Stored rows
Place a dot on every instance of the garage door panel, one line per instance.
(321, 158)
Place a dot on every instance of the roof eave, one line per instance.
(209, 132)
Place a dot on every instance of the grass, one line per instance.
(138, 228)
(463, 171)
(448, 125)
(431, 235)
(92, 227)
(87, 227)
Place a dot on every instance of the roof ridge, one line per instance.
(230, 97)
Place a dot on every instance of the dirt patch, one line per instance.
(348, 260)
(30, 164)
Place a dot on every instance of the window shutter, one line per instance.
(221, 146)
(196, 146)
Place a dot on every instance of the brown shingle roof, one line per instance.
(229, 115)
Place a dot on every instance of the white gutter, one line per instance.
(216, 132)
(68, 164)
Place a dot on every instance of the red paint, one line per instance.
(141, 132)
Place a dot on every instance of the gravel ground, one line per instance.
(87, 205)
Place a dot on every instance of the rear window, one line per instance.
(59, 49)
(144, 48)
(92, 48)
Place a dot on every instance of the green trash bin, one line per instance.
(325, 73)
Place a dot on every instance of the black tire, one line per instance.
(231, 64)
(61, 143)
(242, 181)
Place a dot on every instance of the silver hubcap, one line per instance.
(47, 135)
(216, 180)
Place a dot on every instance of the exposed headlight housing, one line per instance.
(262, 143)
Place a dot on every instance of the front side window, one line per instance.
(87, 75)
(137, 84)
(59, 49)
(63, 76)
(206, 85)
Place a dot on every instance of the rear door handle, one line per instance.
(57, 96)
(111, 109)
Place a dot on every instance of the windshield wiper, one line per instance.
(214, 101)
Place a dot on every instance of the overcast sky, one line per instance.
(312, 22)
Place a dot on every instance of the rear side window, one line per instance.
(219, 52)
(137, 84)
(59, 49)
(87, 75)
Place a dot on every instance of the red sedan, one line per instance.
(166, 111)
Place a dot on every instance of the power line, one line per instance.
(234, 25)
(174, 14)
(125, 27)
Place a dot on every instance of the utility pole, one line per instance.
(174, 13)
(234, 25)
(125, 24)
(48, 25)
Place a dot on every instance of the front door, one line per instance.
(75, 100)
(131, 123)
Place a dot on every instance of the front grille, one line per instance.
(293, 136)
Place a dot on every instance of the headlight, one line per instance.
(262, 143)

Your instructions
Rewrite the lines of the records from the one containing "Place a dot on every instance of the front door, one" through the end of the records, inclusive, with the requests included and every point coordinate multiplied by 0.7 and rounded to a whole number, halves rounded up. Give only those lines.

Result of the task
Place a dot on every instance of the front door, one line per instance.
(53, 70)
(92, 86)
Place a dot on every instance of the front grille, one line per instance.
(205, 95)
Place a dot on every instance of the headlight, one line per instance.
(183, 100)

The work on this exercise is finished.